EXERCISE REQUIREMENTS.
Identify every line in the material that contains the string "segment", matching case exactly, and copy each of those lines.

▽

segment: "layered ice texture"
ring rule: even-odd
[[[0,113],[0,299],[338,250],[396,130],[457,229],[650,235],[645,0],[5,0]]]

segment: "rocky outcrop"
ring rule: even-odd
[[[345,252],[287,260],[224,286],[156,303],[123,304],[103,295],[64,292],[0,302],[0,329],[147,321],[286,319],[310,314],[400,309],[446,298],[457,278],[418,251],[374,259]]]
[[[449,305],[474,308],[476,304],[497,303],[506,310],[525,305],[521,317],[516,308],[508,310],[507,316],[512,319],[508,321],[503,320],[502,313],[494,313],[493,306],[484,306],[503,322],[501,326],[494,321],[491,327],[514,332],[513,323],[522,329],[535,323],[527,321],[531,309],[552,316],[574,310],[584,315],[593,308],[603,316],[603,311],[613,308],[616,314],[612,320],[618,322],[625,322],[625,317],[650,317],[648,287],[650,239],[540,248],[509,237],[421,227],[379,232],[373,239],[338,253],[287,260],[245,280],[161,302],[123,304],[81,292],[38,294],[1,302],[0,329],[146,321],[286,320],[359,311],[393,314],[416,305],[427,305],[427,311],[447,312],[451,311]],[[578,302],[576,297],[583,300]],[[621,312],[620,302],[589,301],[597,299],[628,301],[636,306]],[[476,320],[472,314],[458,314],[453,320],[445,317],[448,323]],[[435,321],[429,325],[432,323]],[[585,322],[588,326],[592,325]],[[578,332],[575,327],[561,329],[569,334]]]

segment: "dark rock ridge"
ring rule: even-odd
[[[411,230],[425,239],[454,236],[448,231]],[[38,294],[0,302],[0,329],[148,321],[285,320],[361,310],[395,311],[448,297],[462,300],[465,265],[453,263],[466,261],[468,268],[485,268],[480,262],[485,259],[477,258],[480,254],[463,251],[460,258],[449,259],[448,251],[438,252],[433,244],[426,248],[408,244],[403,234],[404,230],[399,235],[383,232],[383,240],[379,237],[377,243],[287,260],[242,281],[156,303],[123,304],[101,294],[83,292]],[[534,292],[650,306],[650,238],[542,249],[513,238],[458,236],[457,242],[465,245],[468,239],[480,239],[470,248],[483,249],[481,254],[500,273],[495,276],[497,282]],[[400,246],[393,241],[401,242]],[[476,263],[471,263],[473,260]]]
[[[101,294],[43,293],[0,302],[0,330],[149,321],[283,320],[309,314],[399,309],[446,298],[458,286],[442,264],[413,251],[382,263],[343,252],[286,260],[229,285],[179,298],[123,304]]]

△

RESULT FOR THIS TASK.
segment: "layered ice texture"
segment: "rocky outcrop"
segment: "dark rock ridge"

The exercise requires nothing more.